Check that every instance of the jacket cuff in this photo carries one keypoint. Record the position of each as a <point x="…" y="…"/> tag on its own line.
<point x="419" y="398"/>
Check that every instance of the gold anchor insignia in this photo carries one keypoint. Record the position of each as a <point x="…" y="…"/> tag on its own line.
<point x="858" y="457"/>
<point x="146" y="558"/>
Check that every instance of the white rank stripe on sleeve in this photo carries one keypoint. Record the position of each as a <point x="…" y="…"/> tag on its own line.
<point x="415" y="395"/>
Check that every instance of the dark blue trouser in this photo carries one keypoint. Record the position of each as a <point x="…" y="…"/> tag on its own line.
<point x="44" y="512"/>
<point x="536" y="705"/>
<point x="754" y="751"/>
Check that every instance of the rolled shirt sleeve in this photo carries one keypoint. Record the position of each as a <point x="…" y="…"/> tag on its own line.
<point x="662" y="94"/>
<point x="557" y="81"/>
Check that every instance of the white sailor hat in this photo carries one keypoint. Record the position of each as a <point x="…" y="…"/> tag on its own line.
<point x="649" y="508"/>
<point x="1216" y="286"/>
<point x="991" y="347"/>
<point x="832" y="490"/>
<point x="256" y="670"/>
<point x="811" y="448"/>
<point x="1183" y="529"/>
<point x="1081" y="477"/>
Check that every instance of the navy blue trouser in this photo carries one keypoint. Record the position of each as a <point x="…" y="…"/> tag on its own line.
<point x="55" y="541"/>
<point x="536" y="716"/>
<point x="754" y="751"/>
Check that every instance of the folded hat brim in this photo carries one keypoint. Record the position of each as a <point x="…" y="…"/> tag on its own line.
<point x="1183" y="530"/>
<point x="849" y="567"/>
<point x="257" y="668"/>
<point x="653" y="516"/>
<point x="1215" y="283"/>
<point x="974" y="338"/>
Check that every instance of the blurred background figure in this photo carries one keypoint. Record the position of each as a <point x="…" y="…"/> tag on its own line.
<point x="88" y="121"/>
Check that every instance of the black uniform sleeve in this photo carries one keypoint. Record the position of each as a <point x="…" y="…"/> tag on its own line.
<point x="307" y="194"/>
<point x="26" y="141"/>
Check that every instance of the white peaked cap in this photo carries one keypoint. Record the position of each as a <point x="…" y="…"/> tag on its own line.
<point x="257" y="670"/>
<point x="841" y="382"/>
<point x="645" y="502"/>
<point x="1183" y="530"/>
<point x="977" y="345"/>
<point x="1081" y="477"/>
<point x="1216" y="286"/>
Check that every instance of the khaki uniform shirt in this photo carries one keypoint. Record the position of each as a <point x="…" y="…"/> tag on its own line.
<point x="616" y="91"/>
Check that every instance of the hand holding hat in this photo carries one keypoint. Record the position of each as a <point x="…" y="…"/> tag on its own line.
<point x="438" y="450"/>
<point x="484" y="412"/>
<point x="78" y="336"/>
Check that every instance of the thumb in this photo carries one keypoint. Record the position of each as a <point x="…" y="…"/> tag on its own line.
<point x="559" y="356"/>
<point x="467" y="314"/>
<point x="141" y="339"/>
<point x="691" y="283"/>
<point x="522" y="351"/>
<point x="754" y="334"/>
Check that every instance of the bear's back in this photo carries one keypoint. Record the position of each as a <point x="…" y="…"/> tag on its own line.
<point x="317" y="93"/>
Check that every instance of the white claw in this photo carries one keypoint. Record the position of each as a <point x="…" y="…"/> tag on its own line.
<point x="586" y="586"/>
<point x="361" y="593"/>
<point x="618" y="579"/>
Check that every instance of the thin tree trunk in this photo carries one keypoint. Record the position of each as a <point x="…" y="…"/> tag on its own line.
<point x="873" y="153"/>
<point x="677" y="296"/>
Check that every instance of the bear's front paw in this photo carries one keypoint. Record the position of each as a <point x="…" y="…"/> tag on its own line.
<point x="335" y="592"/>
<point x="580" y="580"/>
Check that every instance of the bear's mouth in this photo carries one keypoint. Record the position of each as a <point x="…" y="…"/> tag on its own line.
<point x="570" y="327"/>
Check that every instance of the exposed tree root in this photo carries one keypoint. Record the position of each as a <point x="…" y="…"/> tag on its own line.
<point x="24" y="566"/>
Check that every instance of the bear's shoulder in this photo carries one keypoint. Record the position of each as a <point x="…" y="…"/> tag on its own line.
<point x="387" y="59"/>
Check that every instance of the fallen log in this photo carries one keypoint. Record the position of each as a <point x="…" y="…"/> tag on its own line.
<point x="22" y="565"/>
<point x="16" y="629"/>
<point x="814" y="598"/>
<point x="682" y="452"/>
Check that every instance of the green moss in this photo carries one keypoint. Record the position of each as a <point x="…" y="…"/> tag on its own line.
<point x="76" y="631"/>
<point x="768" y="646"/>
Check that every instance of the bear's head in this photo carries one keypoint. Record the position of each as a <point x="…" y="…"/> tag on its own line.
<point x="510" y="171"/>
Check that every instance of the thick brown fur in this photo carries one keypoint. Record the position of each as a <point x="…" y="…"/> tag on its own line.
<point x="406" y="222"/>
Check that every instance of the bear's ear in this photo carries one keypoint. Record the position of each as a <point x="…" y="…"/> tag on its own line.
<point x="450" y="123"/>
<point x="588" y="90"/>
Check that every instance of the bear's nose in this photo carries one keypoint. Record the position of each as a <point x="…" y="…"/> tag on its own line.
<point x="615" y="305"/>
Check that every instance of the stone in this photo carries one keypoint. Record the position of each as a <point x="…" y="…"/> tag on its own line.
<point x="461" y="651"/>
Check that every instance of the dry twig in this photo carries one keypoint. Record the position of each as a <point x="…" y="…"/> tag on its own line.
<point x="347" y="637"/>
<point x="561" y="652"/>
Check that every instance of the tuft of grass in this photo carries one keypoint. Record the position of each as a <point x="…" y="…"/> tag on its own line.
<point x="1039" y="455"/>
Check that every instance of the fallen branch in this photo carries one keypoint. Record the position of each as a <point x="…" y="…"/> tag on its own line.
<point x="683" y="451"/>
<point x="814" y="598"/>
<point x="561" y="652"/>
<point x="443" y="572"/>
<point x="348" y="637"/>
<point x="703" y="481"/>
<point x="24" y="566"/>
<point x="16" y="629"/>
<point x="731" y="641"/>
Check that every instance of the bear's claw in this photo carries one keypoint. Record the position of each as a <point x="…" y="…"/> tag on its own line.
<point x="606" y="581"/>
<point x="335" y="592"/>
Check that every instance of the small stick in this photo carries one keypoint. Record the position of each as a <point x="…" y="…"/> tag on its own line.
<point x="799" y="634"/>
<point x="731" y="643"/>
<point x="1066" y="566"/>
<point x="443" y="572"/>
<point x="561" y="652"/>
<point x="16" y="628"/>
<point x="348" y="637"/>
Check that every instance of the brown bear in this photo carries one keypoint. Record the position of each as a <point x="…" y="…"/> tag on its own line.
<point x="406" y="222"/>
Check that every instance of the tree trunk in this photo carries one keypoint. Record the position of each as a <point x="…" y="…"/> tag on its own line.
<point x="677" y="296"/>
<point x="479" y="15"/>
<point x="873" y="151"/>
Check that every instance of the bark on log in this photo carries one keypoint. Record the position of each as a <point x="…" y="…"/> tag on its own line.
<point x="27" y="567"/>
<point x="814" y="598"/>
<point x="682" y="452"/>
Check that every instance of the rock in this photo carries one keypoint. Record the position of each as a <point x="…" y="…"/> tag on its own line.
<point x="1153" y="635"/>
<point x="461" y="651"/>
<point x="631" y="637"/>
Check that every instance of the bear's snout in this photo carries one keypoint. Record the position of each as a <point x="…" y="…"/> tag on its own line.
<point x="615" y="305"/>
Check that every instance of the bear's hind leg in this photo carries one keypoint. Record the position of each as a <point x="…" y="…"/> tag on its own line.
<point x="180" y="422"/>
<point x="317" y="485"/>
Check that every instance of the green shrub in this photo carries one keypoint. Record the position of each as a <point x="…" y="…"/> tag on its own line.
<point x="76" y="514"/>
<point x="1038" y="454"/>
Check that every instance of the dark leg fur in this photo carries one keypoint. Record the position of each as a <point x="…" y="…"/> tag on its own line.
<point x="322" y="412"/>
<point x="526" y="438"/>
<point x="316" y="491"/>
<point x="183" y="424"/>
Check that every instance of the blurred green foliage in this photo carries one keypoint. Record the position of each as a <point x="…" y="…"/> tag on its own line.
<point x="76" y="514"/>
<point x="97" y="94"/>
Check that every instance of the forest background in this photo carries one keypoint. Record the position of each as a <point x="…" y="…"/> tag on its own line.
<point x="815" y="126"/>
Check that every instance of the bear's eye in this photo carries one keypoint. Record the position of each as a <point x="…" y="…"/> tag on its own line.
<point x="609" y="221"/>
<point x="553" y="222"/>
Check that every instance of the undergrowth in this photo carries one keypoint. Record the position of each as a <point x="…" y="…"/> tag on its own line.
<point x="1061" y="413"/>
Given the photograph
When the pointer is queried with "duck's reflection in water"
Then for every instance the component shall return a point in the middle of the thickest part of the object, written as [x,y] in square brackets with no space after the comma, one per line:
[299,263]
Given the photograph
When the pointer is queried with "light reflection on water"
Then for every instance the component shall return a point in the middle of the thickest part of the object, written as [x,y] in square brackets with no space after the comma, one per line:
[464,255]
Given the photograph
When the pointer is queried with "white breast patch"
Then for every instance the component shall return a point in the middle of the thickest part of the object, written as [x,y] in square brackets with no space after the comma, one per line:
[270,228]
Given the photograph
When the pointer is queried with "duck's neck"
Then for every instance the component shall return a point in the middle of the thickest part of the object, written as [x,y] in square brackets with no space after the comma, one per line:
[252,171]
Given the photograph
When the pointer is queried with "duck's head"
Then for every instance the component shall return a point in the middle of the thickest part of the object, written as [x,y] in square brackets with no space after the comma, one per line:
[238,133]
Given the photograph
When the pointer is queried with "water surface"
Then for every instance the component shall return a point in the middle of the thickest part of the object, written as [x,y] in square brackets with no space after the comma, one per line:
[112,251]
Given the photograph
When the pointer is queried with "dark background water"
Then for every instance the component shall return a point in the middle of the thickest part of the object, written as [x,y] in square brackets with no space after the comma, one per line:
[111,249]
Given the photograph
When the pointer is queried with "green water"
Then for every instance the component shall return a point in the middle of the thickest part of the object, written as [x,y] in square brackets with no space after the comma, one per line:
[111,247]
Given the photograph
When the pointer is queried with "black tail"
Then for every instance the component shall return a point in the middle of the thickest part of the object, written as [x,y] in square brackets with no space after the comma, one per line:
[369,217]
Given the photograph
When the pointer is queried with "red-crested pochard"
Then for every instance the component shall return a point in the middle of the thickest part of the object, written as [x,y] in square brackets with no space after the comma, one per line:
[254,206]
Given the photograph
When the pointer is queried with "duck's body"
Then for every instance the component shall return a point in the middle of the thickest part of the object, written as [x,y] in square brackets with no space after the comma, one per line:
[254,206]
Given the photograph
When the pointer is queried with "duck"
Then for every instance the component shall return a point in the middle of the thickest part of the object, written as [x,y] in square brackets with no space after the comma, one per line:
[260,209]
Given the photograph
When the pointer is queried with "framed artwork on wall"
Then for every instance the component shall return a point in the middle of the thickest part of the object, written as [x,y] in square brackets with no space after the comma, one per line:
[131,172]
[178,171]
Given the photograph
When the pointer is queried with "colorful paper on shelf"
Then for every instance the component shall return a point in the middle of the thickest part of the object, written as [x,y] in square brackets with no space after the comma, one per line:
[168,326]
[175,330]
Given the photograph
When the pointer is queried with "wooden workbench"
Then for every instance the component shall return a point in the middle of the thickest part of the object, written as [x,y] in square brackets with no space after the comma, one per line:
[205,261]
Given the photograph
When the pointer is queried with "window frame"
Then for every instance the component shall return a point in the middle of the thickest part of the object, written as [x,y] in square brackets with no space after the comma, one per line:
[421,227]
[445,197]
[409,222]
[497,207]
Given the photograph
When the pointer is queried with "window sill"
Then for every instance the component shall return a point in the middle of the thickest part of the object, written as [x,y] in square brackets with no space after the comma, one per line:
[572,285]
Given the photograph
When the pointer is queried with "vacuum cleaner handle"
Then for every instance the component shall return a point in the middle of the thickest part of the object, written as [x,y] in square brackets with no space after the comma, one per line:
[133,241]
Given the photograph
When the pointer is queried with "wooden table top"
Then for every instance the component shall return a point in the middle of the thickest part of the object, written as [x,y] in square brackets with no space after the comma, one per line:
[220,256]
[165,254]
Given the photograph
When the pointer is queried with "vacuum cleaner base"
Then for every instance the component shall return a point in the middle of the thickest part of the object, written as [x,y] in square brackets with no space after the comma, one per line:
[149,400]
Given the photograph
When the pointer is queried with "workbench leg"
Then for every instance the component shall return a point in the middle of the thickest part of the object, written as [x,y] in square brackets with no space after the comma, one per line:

--------------------------------

What you have to do → How many lines in the records above contain the string "shirt"? Case matters. Reply with the number only.

Final result → 2